PASSAGE FOR REVIEW section start
Latifa Adams’ testimony gives further insight:
“There was a time the man slapped me and kicked me in the head. I reported the incident to the agency and they told me to be patient. When I couldn’t withstand the maltreatment, I ran from the house one day and took a taxi to the agency’s office.When I got there, the woman at the office said she was not going to take me back, saying that I was wrong for running away.
She told me to go back, insisting that she didn’t have anywhere to take me. After staying in the office for two days, they insisted that I return to where I was working, since the man had seized my passport and two months’ salary. On the third day, the man showed up at the agency.
Right in front of them, he descended on me. Nobody restrained him. Eventually, I had to go back to his house to work for him again until the gas explosion happened.”
Saved by Good Samaritan
But for the timely appearance of a Good Samaritan, Latifa Adams would have ended up dead in a Kuwaiti hospital. Fate brought her in contact with Hajia Adiza, head of the Ghanaian Community in Kuwait, and Alhaji Said Sinare, Ghana’s Ambassador to the Kingdom of Saudi Arabia. The two personalities played crucial roles in getting her back to Ghana where she is now receiving treatment.
Aside from footing the bills for her hospital treatment in Kuwait, Ghana’s envoy to Saudi Arabia, Alhaji Said Sinare, paid for her flight back home, and he currently harbours her at his residence in Labone, Accra, even as he continues to shoulder responsibility for her medical bills at the Korle-Bu Teaching Hospital in Accra.
“I came in contact with Latifa when I was about to pay a courtesy call on the Ghanaian Community in Kuwait,” recalls Alhaji Sinare. “I heard about her plights from Hajia Adiza, who is the leader of the Ghanaian Community in Kuwait. So, I went to the hospital with my deputy, Mr. Nsiah, together with my wife, Hajia Adiza and her husband.”
He explains why he had to fly her back home for treatment. His words: “The treatment she was getting over there was not the best. It will surprise you to know that with all these burns, not a single antibiotic was given to her. So, I had her brought to Ghana so doctors could look after her properly. Now, she is going to have surgery done from her neck area to her thighs.”
Currently, she goes to dress her wounds twice a week. The medical expenses, along with her feeding and transportation, are borne by the diplomat.
Every few months, a few hundred African and Asian maids are repatriated on flights organized by international groups and paid for by the Kuwaiti Government. According to the Ghana ambassador, every day, three or four more Ghanaian maids arrive with tales of withheld salaries, 20- hour workdays, beatings and rape, thereby turning Hajia Adiza’s abode to a sanctuary for refugees.
Alhaji Sinare, who asserts that “the ordeals that some maids go through are appalling,” further explains that “there exists a significant and pervasive pattern of rape, physical assault and mistreatment of Ghanaian maids that takes place largely with impunity.”
Calling for measures to halt these incidents from happening to innocent migrants, he opines that “what is needed is proper legal instrument to protect against maltreatment.”
He says: “I have made some recommendations to the ministry to look at the issue of the “Visa 20” – visas that are issued to housemates who want to work in Kuwait. I have urged them to cancel it. Even though it might affect certain parties, the overall assessment of it suggests we are better off without it.
Latifa’s issue isn’t the only one horrifying case. There are so many girls out there in Kuwait who are having a hard time. The maltreatment over there is so bad. It is pure slavery and it is evil. I just don’t know how to describe this,” the diplomat laments.
PASSAGE FOR REVIEW section end
EXTRACTED ENTRIES section start
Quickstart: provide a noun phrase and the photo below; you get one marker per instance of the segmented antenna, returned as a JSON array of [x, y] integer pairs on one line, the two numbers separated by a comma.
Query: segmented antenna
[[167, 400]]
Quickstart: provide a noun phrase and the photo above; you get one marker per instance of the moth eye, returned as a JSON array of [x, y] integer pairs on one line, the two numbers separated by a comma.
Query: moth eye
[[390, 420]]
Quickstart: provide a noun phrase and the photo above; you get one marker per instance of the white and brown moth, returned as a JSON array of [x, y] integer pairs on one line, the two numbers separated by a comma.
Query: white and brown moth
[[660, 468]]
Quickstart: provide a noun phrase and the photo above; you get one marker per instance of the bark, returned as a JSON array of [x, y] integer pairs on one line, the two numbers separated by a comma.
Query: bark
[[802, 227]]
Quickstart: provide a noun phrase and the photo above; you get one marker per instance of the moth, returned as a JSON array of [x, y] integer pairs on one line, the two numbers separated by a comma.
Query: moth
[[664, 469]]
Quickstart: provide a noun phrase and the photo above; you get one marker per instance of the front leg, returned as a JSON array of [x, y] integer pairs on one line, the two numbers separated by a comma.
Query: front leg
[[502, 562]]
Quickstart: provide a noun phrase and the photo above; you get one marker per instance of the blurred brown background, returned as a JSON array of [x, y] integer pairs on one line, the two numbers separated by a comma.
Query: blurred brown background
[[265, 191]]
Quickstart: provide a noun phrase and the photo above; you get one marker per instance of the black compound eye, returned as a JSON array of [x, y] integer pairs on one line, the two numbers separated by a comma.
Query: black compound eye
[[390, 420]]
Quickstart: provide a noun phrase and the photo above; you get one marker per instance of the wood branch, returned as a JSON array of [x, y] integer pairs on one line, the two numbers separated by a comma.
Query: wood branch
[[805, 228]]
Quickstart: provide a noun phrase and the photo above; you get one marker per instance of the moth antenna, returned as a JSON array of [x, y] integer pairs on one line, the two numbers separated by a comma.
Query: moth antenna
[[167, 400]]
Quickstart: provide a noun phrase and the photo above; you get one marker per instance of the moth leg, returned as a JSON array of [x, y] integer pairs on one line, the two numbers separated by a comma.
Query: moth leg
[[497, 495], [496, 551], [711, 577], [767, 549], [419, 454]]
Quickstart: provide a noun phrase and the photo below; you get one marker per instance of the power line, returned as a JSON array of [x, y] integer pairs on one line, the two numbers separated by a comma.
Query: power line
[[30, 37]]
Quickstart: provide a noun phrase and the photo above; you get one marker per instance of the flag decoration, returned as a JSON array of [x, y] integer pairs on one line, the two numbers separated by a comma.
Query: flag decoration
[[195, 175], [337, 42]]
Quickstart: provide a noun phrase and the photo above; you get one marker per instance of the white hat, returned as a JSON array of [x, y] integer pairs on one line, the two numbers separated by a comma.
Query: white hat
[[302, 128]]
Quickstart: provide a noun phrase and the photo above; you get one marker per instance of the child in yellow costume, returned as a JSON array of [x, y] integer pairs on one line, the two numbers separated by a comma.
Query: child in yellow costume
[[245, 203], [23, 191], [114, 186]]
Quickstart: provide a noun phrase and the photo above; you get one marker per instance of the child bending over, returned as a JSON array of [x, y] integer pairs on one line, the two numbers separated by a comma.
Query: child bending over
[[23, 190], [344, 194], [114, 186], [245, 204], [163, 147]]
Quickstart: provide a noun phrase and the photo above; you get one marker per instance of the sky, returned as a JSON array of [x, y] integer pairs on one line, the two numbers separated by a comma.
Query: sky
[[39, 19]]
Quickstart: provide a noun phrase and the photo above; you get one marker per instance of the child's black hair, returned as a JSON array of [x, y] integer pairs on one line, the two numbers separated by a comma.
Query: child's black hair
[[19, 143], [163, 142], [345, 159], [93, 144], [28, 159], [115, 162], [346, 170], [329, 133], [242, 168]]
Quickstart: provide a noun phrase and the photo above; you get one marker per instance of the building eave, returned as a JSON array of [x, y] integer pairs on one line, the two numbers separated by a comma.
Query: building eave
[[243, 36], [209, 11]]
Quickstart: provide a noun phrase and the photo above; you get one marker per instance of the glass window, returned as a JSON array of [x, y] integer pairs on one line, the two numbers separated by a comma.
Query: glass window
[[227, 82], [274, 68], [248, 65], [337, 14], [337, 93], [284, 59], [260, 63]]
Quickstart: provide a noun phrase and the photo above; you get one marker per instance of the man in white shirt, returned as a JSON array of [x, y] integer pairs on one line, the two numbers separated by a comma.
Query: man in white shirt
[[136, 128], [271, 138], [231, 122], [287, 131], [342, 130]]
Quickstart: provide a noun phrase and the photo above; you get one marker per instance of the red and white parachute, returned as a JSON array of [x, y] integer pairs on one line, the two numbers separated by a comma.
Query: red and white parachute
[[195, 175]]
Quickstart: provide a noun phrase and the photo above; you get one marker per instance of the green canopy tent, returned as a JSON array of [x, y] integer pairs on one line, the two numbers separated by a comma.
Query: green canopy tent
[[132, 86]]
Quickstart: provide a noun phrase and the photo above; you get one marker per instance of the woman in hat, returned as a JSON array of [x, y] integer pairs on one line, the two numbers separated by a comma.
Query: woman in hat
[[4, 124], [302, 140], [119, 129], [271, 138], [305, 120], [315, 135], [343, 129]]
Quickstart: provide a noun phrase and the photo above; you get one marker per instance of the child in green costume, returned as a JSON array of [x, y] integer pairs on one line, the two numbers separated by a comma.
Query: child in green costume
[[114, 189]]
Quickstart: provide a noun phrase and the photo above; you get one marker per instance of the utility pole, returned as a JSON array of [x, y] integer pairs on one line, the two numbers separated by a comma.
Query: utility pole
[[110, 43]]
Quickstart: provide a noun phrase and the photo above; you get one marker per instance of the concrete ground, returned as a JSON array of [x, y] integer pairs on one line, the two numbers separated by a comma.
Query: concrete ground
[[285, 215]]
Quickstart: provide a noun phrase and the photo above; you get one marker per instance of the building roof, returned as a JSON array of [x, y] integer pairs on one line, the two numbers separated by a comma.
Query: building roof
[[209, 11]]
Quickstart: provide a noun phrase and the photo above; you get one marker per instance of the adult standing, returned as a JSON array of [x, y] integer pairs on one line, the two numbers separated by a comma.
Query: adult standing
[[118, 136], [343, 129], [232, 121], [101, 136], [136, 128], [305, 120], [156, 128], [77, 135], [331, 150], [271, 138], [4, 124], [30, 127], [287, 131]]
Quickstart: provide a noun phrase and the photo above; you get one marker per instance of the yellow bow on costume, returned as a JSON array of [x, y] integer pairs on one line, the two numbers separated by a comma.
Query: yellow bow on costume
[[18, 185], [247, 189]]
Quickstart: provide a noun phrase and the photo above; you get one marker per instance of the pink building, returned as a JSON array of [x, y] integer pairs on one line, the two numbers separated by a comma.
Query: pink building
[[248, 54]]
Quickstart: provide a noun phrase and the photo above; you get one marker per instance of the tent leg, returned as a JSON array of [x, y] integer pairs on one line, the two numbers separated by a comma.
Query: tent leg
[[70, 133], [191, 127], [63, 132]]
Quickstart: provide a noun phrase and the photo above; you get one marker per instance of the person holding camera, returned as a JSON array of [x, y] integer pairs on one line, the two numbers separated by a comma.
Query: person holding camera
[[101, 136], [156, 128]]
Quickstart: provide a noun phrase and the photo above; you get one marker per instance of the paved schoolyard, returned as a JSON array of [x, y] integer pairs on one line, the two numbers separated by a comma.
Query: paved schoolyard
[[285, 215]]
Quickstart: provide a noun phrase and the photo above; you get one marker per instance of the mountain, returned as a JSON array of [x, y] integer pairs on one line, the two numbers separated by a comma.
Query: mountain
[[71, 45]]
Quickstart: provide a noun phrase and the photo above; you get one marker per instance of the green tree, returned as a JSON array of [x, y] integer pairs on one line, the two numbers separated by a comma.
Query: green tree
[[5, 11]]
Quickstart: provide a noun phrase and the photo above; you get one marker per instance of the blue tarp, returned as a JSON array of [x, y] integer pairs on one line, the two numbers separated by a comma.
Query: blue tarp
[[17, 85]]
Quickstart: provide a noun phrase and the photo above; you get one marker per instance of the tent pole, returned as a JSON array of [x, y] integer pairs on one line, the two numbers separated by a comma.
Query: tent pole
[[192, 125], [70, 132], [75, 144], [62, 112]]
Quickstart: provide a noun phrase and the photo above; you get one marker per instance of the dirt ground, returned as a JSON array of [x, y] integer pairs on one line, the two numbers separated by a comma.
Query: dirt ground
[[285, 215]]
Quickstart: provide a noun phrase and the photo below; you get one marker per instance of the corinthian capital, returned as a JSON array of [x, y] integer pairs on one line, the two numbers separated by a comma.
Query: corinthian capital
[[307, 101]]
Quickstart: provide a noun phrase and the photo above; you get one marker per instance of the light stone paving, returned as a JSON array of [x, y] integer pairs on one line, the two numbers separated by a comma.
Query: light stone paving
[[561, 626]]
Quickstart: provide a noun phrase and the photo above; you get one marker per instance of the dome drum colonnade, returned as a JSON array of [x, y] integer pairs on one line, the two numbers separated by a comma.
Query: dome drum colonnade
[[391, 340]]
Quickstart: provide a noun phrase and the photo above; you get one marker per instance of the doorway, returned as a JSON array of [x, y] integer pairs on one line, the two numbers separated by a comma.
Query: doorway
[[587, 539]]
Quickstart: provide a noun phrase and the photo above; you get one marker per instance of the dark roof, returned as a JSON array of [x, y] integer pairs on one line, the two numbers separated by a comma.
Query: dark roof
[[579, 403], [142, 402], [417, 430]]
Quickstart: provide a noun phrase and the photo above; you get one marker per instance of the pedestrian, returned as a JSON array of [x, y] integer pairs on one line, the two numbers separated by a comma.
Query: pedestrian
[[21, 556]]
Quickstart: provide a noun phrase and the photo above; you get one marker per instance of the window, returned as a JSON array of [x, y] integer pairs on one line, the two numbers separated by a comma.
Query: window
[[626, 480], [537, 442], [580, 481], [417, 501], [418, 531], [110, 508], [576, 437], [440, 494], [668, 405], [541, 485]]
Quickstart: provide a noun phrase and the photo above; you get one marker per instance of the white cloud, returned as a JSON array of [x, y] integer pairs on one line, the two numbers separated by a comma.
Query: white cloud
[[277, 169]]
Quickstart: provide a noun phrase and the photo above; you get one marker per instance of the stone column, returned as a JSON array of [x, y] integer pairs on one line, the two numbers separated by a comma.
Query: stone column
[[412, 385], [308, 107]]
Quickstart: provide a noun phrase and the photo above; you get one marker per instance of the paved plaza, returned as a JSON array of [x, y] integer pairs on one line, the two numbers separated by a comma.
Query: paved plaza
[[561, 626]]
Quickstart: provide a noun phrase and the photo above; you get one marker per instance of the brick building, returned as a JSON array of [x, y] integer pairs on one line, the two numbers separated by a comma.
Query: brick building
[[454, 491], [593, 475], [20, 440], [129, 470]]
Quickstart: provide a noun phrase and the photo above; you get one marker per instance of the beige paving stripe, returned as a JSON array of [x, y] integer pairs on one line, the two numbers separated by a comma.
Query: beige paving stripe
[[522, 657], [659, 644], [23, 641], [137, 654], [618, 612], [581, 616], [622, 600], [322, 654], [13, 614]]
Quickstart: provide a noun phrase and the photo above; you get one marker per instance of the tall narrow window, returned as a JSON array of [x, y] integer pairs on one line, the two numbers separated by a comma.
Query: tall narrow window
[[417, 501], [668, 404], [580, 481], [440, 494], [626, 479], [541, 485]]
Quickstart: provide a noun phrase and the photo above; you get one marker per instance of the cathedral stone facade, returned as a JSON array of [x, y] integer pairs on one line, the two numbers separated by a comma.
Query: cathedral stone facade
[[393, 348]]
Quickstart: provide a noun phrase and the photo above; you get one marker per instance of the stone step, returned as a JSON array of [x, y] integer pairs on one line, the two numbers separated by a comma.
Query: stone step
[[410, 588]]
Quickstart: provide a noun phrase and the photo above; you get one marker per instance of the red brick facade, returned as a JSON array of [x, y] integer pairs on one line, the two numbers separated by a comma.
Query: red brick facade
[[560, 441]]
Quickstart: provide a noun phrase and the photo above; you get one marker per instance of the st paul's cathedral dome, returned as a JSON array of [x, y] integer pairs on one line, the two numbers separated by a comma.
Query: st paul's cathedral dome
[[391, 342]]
EXTRACTED ENTRIES section end
◆ YOUR OBJECTIVE:
Set down the part of the account of Latifa Adams' mistreatment in Kuwait from "Latifa Adams’ testimony" to "at the agency.", copied word for word.

◆ RESPONSE BOX:
Latifa Adams’ testimony gives further insight:
“There was a time the man slapped me and kicked me in the head. I reported the incident to the agency and they told me to be patient. When I couldn’t withstand the maltreatment, I ran from the house one day and took a taxi to the agency’s office.When I got there, the woman at the office said she was not going to take me back, saying that I was wrong for running away.
She told me to go back, insisting that she didn’t have anywhere to take me. After staying in the office for two days, they insisted that I return to where I was working, since the man had seized my passport and two months’ salary. On the third day, the man showed up at the agency.